Exercise task
In the Hadoop Weekly newsletter below, rewrite everything from "The team at" down to "you're on EC2.", putting "transition" wherever "migration" appears.
--- Begin Text to read ---
Data Eng Weekly

Hadoop Weekly Issue #135

23 August 2015

As more companies adopt Spark, several are using it without a Hadoop cluster. An article in this week's issue describes how Grammarly runs Spark on EC2 (with S3 for storage), and Mesosphere has announced a new product that marries Spark, Mesos, Cassandra, and more (but no HDFS). On the topic of Mesos, there are also articles this week on Chronos (scheduler for Mesos) and running Mesos on a CDH cluster. In addition to these, there are plenty of other great links this week, such as the slides describing the Hadoop shell script rewrite and the BigTop 1.0.0 release announcement.


The latest of the Call me Maybe series looks at Chronos, which is a task scheduler for Mesos clusters. The series evaluates distributed systems in the presence of failure using the Jepsen framework. Even for folks without a lot of background knowledge of Mesos or Chronos, it's easy to follow the post and understand the results.

The team at Grammarly recently switched from Amazon EMR with Pig to Apache Spark (using the spark-ec2 scripts). This post describes their migration and a number of fixes to issues that they ran into while deploying Spark on EC2. Several of the fixes relate to the S3 Hadoop FileSystem implementation, but there are also a few related to memory management. Overall, it's a fantastic overview for anyone running Spark... but particularly so if you're on EC2.

This post is a quick introduction to Apache Gora, which is a framework to serialize in-memory data models for storage in systems like HBase, Cassandra, and MapReduce. The post covers Gora's main components, Gora's features, and the datastores supported by Gora.

This week, the morning paper covered articles on Google Cloud Dataflow, Apache Flink streaming, and Google's Millwheel stream processing system. As usual, each post has an extended summary of a paper, which provides enough background to understand the key contributions of the paper.

Hive has a few different types of User Defined Functions, which have been covered in a series on the Beekeeper Data blog. This is the third post in the series, and it covers the User Defined Aggregate Function (UDAF) version of the API. For the walkthrough, the post implements a method to sum and count the total number of letters in a column of strings. The are a few subtleties of the API, which are explained alongside example code.

This post describes a number of important algorithms and concepts that are often used in streaming algorithms. The topics covered are hashing and sketching, hyper log log, count min sketch, streaming k-means, and quantiles via t-digest. Each of the concepts is explained both in writing and graphically.

The Cloudera blog has a guest post from Big Industries that details how to run Apache Mesos using Cloudera Manager. To achieve this, Big Industries has built a Custom Service Descriptor and published a parcel repository. After configuring Cloudera Manager for these, it's fairly easy to launch an application from a docker image via the Mesos/Marathon integration. All of the source code is available on github.

Spotify has been moving a number of their big data applications from python to Scala. This presentation describes the tools and libraries (such as scalding, annoy, and bloom filters) behind recommendations and other big data applications at Spotify.
--- End Text to read ---
--- Begin Listed records ---
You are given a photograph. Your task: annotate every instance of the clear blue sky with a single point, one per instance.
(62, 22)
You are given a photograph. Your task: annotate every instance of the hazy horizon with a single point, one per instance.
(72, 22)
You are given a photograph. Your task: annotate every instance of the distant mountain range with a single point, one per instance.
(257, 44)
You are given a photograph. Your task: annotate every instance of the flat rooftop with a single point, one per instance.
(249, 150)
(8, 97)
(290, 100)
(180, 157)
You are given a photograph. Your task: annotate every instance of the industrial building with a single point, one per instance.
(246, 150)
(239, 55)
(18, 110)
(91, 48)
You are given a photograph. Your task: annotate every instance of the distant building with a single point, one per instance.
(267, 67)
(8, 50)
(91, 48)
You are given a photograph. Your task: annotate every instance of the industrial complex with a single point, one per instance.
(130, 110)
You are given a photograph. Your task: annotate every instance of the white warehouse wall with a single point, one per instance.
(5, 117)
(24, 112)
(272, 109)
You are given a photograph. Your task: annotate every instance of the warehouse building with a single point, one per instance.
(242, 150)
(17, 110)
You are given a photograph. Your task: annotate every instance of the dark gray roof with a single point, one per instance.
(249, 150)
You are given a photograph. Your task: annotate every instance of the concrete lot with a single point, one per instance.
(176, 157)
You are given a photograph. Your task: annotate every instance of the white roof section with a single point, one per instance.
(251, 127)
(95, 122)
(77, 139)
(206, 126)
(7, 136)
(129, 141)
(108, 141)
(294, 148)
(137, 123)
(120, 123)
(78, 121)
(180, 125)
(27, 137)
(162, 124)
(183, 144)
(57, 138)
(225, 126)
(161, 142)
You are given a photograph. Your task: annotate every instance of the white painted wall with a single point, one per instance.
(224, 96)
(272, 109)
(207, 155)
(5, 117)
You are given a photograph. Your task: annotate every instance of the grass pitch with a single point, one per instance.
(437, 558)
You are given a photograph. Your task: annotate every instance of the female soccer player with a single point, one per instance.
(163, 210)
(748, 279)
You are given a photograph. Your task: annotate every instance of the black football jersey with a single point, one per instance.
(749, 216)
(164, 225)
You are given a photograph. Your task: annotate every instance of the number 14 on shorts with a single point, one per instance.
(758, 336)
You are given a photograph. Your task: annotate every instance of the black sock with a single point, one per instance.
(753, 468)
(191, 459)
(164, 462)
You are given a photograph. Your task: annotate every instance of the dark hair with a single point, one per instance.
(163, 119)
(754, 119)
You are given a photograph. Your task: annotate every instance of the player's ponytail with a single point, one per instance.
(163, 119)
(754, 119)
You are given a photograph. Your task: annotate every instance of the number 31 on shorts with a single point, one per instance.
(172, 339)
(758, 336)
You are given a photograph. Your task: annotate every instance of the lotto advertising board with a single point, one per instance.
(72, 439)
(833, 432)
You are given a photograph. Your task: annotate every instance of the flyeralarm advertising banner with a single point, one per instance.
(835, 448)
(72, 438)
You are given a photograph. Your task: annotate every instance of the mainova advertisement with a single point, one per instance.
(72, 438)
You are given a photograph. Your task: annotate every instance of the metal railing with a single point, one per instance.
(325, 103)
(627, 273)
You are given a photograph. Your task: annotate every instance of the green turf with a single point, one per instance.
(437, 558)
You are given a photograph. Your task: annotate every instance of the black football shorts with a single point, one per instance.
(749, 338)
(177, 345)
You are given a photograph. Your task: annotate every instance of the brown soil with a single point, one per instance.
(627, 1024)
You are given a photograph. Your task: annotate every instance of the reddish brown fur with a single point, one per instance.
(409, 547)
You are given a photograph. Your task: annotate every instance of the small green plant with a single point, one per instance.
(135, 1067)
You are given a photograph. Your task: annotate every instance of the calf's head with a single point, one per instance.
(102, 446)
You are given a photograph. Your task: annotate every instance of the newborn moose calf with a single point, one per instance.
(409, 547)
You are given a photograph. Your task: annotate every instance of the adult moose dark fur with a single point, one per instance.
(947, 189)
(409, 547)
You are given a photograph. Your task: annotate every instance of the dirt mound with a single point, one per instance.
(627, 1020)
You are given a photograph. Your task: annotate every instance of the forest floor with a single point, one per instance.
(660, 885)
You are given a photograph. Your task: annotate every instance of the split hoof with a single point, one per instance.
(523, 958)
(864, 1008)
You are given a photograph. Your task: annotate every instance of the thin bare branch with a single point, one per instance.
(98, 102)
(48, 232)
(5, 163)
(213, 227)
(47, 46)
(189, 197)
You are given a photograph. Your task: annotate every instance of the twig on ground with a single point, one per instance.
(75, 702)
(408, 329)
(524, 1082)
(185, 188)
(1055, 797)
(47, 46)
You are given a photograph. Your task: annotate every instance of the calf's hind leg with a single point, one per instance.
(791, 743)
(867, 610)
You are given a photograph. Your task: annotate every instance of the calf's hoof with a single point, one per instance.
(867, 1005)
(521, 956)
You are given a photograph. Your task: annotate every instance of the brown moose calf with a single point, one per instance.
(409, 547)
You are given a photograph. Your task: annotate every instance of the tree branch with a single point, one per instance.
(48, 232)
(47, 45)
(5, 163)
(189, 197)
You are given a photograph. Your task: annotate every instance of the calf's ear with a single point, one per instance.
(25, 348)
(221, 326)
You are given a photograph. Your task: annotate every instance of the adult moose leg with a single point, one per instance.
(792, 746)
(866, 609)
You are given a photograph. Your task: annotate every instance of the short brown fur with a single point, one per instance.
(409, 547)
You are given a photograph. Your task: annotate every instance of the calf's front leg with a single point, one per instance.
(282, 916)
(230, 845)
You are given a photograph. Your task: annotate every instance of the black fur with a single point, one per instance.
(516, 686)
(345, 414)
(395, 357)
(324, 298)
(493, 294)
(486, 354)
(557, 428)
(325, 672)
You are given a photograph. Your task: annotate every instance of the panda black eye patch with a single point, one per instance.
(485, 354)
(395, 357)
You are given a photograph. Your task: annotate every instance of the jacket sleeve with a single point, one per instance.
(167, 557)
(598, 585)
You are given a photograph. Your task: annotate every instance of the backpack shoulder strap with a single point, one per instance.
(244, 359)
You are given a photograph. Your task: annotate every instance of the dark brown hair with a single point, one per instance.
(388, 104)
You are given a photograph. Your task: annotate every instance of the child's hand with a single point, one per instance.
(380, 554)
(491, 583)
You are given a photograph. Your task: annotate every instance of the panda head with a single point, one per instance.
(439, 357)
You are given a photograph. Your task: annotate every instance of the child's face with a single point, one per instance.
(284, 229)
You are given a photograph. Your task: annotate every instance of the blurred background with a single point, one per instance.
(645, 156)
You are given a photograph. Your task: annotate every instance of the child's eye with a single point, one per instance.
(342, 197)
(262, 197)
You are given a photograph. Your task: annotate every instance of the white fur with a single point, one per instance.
--- End Listed records ---
Result for this task
The team at Grammarly recently switched from Amazon EMR with Pig to Apache Spark (using the spark-ec2 scripts). This post describes their transition and a number of fixes to issues that they ran into while deploying Spark on EC2. Several of the fixes relate to the S3 Hadoop FileSystem implementation, but there are also a few related to memory management. Overall, it's a fantastic overview for anyone running Spark... but particularly so if you're on EC2.